## Exercise objective
Give back the full set of entries that follows, exactly as written.
######
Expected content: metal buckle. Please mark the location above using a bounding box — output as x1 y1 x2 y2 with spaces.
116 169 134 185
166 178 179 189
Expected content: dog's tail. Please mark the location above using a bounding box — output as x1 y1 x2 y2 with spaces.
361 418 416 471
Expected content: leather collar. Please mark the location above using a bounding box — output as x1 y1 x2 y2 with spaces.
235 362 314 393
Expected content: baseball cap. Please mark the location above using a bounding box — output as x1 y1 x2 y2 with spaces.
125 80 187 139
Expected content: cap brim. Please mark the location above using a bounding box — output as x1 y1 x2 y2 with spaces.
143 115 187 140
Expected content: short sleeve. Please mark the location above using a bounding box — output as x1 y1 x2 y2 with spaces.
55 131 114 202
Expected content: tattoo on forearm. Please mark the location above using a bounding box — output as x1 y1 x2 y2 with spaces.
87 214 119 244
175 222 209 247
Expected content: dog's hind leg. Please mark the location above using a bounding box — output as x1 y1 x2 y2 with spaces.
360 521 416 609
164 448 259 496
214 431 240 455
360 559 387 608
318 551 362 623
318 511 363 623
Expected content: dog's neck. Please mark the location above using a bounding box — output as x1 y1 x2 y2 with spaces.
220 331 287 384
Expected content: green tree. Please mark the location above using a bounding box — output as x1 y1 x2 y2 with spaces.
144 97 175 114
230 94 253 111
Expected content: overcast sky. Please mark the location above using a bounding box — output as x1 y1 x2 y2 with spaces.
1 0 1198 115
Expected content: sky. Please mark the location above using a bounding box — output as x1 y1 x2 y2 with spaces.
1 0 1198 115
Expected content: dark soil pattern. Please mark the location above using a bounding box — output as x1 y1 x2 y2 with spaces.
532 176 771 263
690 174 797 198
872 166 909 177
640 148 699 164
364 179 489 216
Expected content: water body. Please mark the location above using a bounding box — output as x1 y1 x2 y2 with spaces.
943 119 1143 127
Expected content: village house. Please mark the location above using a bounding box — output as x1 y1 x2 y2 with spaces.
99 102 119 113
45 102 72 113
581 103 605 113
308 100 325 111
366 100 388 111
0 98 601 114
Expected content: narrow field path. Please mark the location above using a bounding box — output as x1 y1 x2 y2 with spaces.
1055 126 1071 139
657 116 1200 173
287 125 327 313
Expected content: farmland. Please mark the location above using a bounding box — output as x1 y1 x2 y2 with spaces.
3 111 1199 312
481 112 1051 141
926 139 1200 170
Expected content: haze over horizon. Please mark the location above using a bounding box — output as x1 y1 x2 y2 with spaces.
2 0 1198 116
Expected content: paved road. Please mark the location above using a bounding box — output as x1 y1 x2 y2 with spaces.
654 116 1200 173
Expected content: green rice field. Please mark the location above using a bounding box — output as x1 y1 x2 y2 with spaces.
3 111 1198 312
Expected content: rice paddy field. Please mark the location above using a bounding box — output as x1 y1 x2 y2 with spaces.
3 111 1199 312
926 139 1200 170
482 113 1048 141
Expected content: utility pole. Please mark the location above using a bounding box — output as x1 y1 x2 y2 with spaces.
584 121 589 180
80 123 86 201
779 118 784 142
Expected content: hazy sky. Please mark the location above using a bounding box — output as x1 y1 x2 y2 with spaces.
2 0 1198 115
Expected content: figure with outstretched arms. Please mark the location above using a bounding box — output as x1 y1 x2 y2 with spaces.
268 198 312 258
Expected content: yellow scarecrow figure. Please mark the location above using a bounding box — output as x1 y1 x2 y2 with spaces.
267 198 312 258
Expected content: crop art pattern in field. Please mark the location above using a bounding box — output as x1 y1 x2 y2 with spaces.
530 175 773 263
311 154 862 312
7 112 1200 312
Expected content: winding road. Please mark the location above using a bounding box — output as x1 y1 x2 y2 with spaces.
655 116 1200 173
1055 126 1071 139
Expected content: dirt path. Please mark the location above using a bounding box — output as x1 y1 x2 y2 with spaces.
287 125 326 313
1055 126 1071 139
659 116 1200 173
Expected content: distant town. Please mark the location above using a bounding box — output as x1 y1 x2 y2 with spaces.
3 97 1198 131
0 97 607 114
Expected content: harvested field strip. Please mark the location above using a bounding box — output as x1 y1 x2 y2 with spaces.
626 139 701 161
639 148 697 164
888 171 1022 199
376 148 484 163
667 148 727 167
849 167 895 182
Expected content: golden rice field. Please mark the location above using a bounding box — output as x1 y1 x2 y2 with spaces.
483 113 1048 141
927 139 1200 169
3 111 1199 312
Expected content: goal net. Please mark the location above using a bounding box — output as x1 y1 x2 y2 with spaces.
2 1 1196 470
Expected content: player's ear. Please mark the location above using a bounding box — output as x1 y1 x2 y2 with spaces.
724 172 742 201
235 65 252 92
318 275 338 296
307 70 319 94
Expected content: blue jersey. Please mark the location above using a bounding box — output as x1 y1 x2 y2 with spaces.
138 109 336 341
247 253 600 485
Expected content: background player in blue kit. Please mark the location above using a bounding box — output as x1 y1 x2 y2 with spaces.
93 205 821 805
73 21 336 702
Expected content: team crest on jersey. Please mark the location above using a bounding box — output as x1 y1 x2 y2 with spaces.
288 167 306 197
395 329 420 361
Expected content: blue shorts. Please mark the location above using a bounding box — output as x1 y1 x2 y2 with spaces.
######
## Exercise solution
Expected content: metal buckle. Please mark the location above using a bounding box — output as x1 y1 x2 y2 with spaces.
116 169 134 185
166 178 179 189
Expected content: dog's tail. Please mark the location above using a bounding box — output as x1 y1 x2 y2 with spaces.
361 418 416 471
Expected content: leather collar. Please mark the location above using a bounding box — output as x1 y1 x2 y2 with spaces.
235 362 314 393
Expected content: baseball cap. Please mark the location above using a bounding box — output as x1 y1 x2 y2 with spaces.
125 80 187 139
Expected content: cap brim. Please mark the location above using a bounding box — output as x1 y1 x2 y2 with spaces.
143 115 187 140
Expected content: short sleeve. Please mark the location above using a bounding box — output as x1 y1 x2 y2 with spaces.
55 131 114 202
Expected content: tattoo on forearm. Please mark the location above using a bounding box — output as x1 y1 x2 y2 with spaces.
87 214 119 244
175 222 209 247
Expected content: dog's hind leg. Please mark the location above using a bounding box — output as x1 y1 x2 y2 with spaces.
360 521 416 609
164 448 259 496
214 431 240 455
360 559 387 608
318 551 362 623
318 511 363 623
Expected content: dog's neck. Please mark the location above using a bounding box — output as x1 y1 x2 y2 with spaces.
220 331 287 384
Expected content: green tree. Please mark the location above using a bounding box — output as x1 y1 x2 y2 with spaces.
144 97 175 114
230 94 253 111
Expected content: overcast sky. Please mark the location above using a bounding box — output as x1 y1 x2 y2 with spaces.
1 0 1198 115
Expected content: sky. Please mark the location above using a bounding box — output as x1 y1 x2 y2 with spaces.
1 0 1198 115
Expected content: dark soil pattern. Please mark the location above using a bounding box — output as x1 y1 x2 y2 with spaces.
532 176 771 263
690 174 797 198
872 166 909 177
640 148 699 164
364 179 489 216
Expected content: water body. Please mark the location above using a bounding box — output as x1 y1 x2 y2 with spaces.
943 119 1143 127
Expected content: village house. Please mark the location above using a bounding box — output as x1 y1 x2 y2 with spaces.
99 102 119 113
45 102 72 113
581 103 605 113
308 100 325 111
366 100 388 111
0 98 601 114
Expected content: narrow field path. Please mark the location above using a bounding box — output as x1 y1 x2 y2 with spaces.
1055 126 1071 139
657 116 1200 173
287 125 327 313
Expected content: farmland. Please mark the location above using a bounding box — output as x1 y1 x2 y2 with spaces.
3 111 1199 312
481 112 1051 141
926 139 1200 170
Expected content: haze over horizon. Please mark the location above using a bounding box — output as x1 y1 x2 y2 with spaces.
2 0 1198 116
Expected content: paved road. Please mark the location above using a bounding box — output as x1 y1 x2 y2 with spaces.
654 116 1200 173
Expected content: green rice field. Please mark the location above using a bounding box — output as x1 y1 x2 y2 with spaces.
3 111 1198 312
Expected content: rice paddy field. Please mark the location above using a bounding box — output as x1 y1 x2 y2 with spaces.
3 111 1199 312
926 139 1200 170
482 113 1048 141
Expected content: utility pole. Please mark the location above using a bounding box — output as x1 y1 x2 y2 with spaces.
584 121 589 180
80 123 86 201
779 118 784 142
Expected content: hazy sky. Please mark the location above using a bounding box — output as x1 y1 x2 y2 with spaces.
2 0 1198 115
Expected content: figure with outstretched arms. Please mark the location above using a bounding box — output as x1 y1 x2 y2 with spaces.
268 198 312 258
Expected content: yellow scarecrow figure. Please mark the location above using a bounding box — output as x1 y1 x2 y2 with spaces.
267 198 312 258
Expected content: crop art pattern in field. Please mark the location above using a bounding box — output as x1 y1 x2 y2 with spaces.
530 175 773 263
311 154 862 312
7 112 1200 312
Expected content: winding road. Please mark the location above using a bounding box — output as x1 y1 x2 y2 with spaces.
655 116 1200 173
1055 126 1071 139
Expected content: dirt path. Please mark the location above using a bounding box — output as x1 y1 x2 y2 with spaces.
287 125 326 313
1055 126 1071 139
659 116 1200 173
Expected content: distant town. Please mark the location above using a bounding box — output as x1 y1 x2 y2 with spaces.
3 97 1198 131
0 97 607 114
Expected content: harvested field strip. Please mark the location above using a bounding box — output as x1 y1 x2 y2 with spaces.
626 139 701 161
639 148 697 164
888 171 1022 199
376 148 484 163
667 148 727 167
849 167 895 182
Expected content: golden rice field. Please mark the location above using a bounding box — output as x1 y1 x2 y2 with spaces.
483 113 1048 141
927 139 1200 169
3 111 1199 312
Expected content: goal net. Please mark the location above using a bounding box — output as x1 y1 x2 y2 with spaces.
2 1 1196 470
Expected content: player's ear. Please mark the location above using a bounding box — output as x1 y1 x2 y2 with spaces.
724 172 742 201
235 65 252 92
318 275 338 296
307 70 319 94
Expected content: blue jersey. Please mark the location above using a bounding box — output as x1 y1 x2 y2 with spaces.
138 109 336 341
247 253 600 485
Expected content: background player in blue kit. Please mark the location above using a bounding box — output as x1 y1 x2 y2 with spaces.
93 205 821 805
73 21 336 702
Expected content: team crest on jersey. Please mark the location above using a bounding box — output as x1 y1 x2 y2 with spaces.
288 167 306 197
395 329 420 361
Expected content: blue shorts. Please mark the location above using a bounding box — output as x1 y1 x2 y2 with spaces.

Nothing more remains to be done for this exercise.